There is something about America which makes Márquez nigh on invincible. Is it the anticlockwise tracks? Is it the low grip and tricky surfaces found at the circuits? Or is high fructose corn syrup Márquez’ equivalent of Popeye’s spinach?

MotoGP went to Austin hoping this might be the year when things changed. With good reason: the racing in the series has been getting closer and closer almost on a race-by-race basis. Valentino Rossi finished just 0.6 seconds behind race winner Andrea Dovizioso at Qatar, but he crossed the line in fifth place.

In Argentina, the seven riders fighting for second place were separated by 3 seconds on the penultimate lap. The Ducati Desmosedici GP19 is faster and better than ever, the Yamaha M1 has made a huge step forward since 2018, and the Suzuki has consistently been in the hunt for podiums since the middle of last year.

That is all very well and good, but the margin of Marc Márquez’ victory in Termas de Rio Hondo suggested that ending Márquez’ reign in the US would require something extraordinary to happen. The Repsol Honda rider had a 12 second lead going into the last lap in Argentina.

The Honda RC213V had the highest top speed in both Qatar and Argentina, the bike having both more horsepower and better acceleration. Then, during qualifying, Márquez took pole – his seventh in a row at the Circuit of the Americas – with an advantage of more than a quarter of a second over Valentino Rossi. Normal service had been resumed.

It never rains, but it pours. Especially around Austin, where warm damp air blows in from the Gulf of Mexico, and the rising terrain of the start of Hill Country generates turbulence which causes the towering clouds to dump their burden of moisture onto the earth below.

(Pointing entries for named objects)
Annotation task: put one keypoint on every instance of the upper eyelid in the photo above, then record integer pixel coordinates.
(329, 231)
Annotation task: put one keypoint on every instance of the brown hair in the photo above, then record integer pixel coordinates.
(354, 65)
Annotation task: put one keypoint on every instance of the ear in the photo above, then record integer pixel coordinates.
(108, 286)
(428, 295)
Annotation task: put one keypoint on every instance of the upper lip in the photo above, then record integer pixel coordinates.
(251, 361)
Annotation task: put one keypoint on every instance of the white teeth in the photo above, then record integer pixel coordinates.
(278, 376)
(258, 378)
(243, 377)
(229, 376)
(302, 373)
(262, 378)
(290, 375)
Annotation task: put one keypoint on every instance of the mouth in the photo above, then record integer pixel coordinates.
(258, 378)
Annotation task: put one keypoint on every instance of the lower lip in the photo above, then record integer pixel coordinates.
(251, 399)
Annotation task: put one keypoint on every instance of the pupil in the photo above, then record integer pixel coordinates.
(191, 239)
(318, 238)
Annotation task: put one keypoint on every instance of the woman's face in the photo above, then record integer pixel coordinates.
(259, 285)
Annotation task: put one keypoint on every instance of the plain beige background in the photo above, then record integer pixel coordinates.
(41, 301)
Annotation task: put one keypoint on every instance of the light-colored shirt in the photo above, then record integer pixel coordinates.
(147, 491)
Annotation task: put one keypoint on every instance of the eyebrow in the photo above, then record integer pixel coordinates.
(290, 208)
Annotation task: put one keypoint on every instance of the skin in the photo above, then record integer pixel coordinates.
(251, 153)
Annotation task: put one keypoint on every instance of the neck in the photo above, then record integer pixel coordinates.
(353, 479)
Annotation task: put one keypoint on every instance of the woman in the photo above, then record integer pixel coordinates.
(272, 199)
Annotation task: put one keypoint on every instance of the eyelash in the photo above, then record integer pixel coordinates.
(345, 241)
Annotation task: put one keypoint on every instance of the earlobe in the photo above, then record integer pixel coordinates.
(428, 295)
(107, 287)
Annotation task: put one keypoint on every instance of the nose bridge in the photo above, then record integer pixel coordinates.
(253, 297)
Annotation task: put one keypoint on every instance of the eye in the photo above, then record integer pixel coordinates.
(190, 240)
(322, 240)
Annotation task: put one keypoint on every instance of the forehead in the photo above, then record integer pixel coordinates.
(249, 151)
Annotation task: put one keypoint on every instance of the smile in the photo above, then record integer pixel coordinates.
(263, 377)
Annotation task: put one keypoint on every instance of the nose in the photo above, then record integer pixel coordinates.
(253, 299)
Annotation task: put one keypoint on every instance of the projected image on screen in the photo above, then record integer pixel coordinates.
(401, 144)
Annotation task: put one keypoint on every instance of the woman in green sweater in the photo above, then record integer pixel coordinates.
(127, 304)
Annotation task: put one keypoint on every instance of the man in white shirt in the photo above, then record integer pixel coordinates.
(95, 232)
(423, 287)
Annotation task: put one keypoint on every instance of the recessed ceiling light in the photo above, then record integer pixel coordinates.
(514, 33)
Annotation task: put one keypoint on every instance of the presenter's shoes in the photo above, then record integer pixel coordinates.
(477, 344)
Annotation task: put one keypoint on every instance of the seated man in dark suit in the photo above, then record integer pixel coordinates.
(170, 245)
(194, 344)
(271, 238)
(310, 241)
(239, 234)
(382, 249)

--

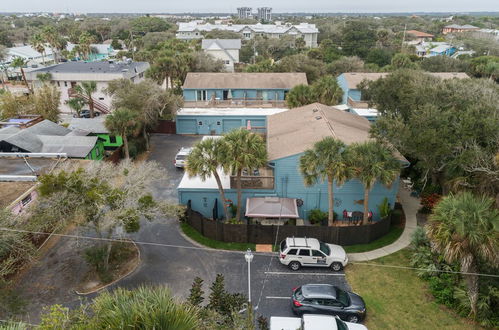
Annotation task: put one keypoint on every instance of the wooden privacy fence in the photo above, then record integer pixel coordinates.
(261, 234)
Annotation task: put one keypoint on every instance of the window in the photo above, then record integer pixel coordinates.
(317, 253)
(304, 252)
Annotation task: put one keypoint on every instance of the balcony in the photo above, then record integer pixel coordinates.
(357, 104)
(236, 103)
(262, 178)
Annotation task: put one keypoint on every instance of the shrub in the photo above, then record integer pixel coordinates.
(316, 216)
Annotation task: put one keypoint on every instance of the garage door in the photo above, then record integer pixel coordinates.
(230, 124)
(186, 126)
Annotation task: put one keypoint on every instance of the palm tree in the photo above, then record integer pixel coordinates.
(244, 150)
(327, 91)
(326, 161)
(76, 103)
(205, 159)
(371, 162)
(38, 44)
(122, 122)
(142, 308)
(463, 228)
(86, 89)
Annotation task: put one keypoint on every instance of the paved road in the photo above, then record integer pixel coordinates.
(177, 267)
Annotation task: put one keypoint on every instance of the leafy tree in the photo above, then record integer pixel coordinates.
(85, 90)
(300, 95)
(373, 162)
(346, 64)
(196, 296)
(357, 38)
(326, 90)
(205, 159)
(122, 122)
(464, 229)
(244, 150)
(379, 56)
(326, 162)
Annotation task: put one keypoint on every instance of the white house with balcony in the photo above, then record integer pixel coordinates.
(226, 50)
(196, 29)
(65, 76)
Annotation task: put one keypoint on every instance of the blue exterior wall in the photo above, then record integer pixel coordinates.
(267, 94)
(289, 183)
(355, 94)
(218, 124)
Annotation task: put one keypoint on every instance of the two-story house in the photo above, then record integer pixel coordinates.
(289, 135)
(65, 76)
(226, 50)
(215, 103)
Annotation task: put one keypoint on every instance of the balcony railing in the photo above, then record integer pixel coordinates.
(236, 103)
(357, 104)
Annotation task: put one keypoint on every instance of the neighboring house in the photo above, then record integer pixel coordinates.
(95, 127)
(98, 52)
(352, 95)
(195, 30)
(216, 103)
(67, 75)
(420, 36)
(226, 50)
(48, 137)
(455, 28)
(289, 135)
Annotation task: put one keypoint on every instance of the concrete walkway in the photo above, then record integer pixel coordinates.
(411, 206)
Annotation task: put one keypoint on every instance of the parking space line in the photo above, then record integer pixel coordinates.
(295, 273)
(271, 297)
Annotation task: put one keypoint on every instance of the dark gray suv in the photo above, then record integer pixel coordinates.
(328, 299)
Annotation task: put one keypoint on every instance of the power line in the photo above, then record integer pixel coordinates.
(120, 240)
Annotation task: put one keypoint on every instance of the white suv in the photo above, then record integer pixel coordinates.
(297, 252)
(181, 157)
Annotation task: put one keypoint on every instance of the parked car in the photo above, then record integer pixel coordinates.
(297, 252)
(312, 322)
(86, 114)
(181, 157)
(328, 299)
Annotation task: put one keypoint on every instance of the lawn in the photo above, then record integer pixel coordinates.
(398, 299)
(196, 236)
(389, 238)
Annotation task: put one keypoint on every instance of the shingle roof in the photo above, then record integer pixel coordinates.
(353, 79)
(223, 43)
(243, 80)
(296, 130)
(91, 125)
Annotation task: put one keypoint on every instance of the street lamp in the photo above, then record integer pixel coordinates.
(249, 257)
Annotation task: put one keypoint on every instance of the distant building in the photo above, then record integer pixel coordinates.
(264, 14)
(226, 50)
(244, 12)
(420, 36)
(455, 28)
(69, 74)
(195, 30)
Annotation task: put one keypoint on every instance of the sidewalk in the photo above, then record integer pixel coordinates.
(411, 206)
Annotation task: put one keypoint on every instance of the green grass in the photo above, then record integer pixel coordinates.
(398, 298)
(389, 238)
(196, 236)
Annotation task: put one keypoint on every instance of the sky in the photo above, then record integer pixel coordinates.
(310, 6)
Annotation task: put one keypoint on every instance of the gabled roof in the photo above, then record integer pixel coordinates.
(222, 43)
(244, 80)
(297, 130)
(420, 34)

--

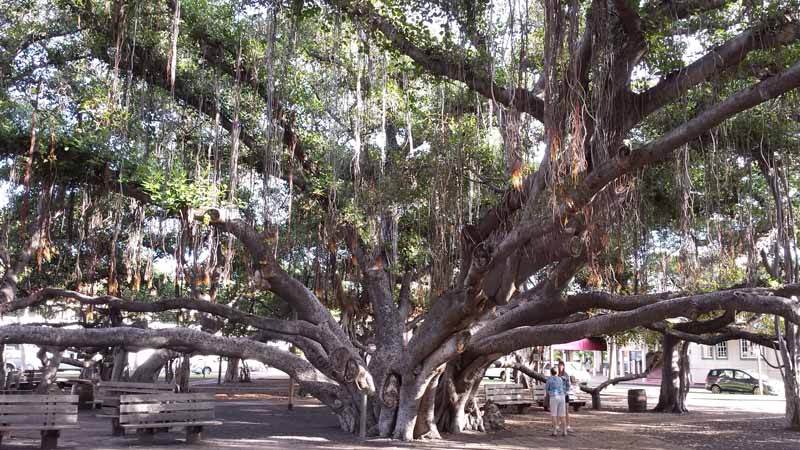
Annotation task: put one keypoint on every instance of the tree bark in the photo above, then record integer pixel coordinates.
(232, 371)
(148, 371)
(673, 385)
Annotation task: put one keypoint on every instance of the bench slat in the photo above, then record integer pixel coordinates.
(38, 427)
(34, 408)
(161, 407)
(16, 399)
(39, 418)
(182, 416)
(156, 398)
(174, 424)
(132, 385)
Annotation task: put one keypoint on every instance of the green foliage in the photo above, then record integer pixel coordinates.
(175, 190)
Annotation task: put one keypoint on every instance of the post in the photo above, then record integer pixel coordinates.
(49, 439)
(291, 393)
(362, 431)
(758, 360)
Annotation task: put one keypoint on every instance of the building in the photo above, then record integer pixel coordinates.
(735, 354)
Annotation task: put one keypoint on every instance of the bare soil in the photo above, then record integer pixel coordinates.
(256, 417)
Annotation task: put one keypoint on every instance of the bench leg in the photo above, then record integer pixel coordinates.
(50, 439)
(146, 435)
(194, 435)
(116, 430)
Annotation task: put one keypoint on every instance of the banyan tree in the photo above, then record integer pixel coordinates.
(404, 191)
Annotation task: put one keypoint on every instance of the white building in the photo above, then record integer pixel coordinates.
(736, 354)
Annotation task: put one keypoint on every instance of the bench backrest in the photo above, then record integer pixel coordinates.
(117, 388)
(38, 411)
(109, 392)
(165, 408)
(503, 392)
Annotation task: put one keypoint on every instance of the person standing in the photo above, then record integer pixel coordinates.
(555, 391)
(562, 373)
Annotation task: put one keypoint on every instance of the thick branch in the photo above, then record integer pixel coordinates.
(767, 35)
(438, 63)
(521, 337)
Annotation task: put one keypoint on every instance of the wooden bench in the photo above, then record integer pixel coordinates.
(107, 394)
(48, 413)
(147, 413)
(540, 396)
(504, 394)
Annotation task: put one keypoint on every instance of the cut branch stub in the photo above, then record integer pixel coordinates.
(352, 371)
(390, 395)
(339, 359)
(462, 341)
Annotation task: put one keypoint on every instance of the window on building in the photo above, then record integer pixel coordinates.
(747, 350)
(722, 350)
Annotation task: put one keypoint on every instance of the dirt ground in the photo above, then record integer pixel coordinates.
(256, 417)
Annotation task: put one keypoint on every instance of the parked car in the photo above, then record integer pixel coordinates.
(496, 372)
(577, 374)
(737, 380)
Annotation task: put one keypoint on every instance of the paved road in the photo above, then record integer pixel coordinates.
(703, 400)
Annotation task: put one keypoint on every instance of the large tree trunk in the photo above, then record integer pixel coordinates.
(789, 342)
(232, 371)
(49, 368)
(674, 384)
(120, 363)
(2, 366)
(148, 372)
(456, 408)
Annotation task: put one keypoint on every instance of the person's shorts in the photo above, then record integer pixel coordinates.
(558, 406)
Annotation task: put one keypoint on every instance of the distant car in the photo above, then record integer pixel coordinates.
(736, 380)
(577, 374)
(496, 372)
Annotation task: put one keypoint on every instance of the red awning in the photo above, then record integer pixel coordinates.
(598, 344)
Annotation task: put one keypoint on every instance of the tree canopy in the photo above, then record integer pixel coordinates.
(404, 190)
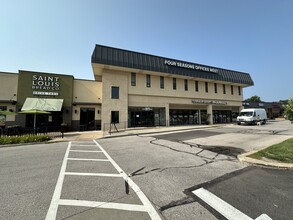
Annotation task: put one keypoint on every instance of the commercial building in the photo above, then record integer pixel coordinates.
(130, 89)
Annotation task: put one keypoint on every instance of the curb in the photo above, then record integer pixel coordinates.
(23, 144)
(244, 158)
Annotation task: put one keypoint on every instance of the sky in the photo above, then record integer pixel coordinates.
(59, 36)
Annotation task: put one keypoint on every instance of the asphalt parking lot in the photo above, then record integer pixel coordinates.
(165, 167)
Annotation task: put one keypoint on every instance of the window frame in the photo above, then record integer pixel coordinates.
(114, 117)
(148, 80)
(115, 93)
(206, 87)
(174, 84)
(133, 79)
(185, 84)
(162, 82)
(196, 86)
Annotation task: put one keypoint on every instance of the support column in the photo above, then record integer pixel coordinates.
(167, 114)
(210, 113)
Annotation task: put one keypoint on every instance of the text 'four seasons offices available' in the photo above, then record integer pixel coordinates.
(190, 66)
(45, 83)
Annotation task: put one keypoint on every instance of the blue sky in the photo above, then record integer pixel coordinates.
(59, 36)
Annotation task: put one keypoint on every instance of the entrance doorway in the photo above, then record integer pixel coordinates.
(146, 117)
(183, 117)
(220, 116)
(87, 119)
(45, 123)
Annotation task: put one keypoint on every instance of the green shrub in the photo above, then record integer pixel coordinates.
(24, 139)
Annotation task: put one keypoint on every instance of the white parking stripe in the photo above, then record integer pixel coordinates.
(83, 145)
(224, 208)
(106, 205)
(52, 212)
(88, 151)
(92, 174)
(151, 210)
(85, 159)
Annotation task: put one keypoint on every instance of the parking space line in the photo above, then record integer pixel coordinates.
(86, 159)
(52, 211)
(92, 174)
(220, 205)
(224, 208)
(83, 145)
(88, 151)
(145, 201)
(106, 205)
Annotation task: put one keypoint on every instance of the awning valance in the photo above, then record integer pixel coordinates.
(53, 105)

**Task statement:**
Pick up the passage about Marc Márquez and MotoGP in Austin after its last sentence and continue writing it. The listing comes from a separate source.

**Response:**
That happened early on Saturday morning, when the heavens opened and a torrential rain drenched the ground, causing deep puddles and running streams throughout the area east of Austin that houses the Circuit of the Americas. And it happened again in the late morning, a brief but enormously intense storm dumped another centimeter or so of rain onto the track in the space of a quarter of an hour.

Both rainstorms were accompanied by thunder and lightning, which caused the most problems for the organizers. Lightning poses a significant danger, not just to anyone foolish enough to try to race a motorcycle in a thunderstorm, but to corner workers, the fans and the staff who work around the track. Lightning strikes regularly claim lives in Texas, so when a thunderstorm hits, it gets taken very seriously indeed.

It never rains but it pours in the metaphorical sense as well. After Friday’s raft of complaints aimed at the bumpiness of the Austin track, Saturday started off with track action being first delayed, and then canceled, and fans being locked out of the circuit for safety reasons. It was very much an inauspicious start to the weekend.

It is becoming a familiar refrain. At the end of each day at the Circuit of the Americas, the riders express their admiration for the event, for the setting, for the venue. And they express their dismay at the state of the asphalt, at the bumps in the track – the most common comparison was with speed bumps put in to slow traffic – and at the danger that entails.

The Grand Prix of the Americas is one of the paddock’s favorite events at one of their favorite venues, at one of their favorite track layouts. It is also the race with the worst asphalt.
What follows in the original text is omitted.